=== Task data ===

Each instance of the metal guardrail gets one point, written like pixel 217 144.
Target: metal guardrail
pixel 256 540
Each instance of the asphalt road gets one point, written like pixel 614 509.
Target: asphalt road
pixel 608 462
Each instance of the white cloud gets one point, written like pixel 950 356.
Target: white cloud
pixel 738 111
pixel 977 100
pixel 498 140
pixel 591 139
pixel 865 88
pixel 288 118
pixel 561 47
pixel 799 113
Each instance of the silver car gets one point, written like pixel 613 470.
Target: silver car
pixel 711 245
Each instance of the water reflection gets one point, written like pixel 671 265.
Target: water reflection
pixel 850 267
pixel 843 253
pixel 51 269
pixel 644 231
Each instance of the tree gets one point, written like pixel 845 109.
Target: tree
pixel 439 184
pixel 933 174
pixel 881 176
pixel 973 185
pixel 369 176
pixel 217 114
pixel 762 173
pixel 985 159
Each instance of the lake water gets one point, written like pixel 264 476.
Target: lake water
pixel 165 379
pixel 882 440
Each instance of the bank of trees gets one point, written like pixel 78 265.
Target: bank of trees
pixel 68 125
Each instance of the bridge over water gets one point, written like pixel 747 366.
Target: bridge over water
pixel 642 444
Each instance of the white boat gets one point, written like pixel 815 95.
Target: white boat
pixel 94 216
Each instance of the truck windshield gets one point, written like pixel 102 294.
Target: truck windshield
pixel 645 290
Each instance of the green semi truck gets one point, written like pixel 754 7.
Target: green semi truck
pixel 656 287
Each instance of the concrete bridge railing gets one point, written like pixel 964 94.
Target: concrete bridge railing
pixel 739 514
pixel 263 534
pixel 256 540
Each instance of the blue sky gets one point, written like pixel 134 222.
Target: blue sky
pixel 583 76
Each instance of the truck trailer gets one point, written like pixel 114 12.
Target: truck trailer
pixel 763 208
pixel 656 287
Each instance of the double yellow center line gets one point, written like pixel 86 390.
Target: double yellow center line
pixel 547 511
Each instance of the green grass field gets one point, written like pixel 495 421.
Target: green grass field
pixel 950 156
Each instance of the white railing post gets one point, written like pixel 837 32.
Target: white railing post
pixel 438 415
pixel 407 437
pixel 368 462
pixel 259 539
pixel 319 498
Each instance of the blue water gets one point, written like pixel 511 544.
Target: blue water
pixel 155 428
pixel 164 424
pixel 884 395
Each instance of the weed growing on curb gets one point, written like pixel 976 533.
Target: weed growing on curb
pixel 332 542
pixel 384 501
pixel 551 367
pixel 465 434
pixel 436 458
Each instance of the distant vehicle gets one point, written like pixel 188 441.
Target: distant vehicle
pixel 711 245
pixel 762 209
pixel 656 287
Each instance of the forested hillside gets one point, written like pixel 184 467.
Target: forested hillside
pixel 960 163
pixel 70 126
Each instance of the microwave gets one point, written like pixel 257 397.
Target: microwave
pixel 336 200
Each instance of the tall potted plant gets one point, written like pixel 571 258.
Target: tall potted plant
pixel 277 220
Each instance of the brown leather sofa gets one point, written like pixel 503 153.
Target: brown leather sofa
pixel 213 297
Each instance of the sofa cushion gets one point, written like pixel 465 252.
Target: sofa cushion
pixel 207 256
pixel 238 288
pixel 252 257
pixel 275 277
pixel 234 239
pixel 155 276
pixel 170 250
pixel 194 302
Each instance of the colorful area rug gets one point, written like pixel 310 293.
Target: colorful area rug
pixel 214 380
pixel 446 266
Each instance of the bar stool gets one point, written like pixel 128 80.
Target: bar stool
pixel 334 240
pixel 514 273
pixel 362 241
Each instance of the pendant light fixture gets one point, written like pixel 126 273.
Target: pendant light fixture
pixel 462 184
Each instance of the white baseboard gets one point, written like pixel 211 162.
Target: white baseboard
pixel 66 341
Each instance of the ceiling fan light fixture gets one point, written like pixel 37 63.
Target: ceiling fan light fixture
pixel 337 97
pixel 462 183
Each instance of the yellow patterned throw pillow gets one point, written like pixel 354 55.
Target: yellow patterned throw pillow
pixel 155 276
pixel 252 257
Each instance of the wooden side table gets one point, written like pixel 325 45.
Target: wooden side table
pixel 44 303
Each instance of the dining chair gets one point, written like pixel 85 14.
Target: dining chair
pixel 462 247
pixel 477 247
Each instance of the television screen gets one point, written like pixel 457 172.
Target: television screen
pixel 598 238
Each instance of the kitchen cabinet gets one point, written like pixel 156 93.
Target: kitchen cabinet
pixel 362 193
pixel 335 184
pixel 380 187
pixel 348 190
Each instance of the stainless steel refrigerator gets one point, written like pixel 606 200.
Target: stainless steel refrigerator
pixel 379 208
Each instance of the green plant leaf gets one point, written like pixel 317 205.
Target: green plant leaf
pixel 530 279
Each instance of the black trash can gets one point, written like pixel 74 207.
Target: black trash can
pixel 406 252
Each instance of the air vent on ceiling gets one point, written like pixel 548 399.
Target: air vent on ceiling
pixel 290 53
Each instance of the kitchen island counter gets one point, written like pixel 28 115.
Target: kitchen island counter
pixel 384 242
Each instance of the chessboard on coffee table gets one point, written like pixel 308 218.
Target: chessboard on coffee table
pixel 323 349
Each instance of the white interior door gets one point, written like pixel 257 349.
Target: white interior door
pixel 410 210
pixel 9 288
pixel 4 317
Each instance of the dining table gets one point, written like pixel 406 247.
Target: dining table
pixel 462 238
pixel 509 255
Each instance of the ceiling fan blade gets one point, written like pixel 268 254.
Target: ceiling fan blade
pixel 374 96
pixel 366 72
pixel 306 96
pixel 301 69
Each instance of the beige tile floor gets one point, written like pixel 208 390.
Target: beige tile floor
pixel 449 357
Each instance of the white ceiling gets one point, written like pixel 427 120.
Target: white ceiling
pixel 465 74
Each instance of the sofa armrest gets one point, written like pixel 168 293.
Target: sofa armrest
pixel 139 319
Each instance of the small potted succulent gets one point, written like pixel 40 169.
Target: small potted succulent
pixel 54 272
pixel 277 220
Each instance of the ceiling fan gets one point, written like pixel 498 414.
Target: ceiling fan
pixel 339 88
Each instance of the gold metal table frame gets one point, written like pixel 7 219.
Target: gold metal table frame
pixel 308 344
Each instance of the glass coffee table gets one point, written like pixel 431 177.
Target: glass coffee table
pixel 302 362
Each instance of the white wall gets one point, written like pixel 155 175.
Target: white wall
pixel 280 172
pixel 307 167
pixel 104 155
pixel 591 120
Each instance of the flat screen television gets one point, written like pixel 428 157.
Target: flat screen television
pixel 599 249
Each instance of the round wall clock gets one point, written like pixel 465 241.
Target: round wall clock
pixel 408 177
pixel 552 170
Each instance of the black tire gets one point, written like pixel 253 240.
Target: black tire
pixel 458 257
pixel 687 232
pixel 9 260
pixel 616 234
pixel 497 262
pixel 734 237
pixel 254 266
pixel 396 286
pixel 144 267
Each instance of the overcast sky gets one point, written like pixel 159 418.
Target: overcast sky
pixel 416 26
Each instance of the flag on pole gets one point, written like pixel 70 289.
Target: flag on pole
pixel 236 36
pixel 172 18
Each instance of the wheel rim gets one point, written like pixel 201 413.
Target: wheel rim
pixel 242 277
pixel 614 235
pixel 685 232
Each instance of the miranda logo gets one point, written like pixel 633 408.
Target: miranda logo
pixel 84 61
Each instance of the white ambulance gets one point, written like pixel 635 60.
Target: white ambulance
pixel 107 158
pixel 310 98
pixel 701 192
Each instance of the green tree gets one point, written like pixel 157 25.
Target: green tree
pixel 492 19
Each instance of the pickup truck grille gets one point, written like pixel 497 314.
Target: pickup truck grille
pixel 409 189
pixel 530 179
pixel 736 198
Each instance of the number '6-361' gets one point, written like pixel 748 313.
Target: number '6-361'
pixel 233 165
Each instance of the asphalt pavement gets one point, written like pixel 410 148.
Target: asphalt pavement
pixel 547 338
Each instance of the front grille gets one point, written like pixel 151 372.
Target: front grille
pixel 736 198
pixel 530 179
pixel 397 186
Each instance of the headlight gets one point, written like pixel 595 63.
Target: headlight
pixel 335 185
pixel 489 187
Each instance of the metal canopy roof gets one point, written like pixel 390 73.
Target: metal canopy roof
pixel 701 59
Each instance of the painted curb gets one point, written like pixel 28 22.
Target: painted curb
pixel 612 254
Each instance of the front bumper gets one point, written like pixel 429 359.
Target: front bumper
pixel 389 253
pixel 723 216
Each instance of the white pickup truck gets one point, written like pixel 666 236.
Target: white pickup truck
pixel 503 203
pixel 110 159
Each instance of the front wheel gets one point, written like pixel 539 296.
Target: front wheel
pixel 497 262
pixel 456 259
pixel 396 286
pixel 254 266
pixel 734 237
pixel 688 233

===

Work to do —
Edit the records from the line containing "Each instance of the chessboard" down to the line containing "pixel 599 249". Give those lines again with "sofa" changed to "couch" and everything else left the same.

Correct output —
Each instance of the chessboard on coffee table gets one point, written like pixel 308 218.
Target: chessboard on coffee table
pixel 323 349
Each instance of the white interior door gets one point, written like pixel 257 349.
Target: white interior door
pixel 410 210
pixel 9 288
pixel 4 317
Each instance of the dining table gets one point, written like pixel 406 247.
Target: dining table
pixel 462 238
pixel 509 255
Each instance of the ceiling fan blade gets one point, written like pixel 268 254.
Target: ceiling fan blade
pixel 374 96
pixel 366 72
pixel 306 96
pixel 301 69
Each instance of the beige tile floor gets one point, written like pixel 208 390.
Target: beige tile floor
pixel 449 357
Each instance of the white ceiling gets one point, written like pixel 427 120.
Target: white ceiling
pixel 465 74
Each instance of the couch armrest gets one point, written like pixel 168 293.
Target: couch armrest
pixel 139 319
Each instance of the small potted succulent gets one point, written like pixel 40 169.
Target: small potted succulent
pixel 54 272
pixel 277 220
Each instance of the ceiling fan gets one point, written like pixel 498 414.
Target: ceiling fan
pixel 339 88
Each instance of the gold metal table frame gets one point, written like pixel 7 219.
Target: gold metal table frame
pixel 308 344
Each instance of the glass coffee table gets one point, written like pixel 431 177.
Target: glass coffee table
pixel 302 362
Each instance of the white wall gets one point, written like pixel 155 175.
Target: white wall
pixel 280 172
pixel 307 167
pixel 104 155
pixel 591 120
Each instance of the flat screen television gets one point, written like pixel 428 157.
Target: flat screen television
pixel 599 249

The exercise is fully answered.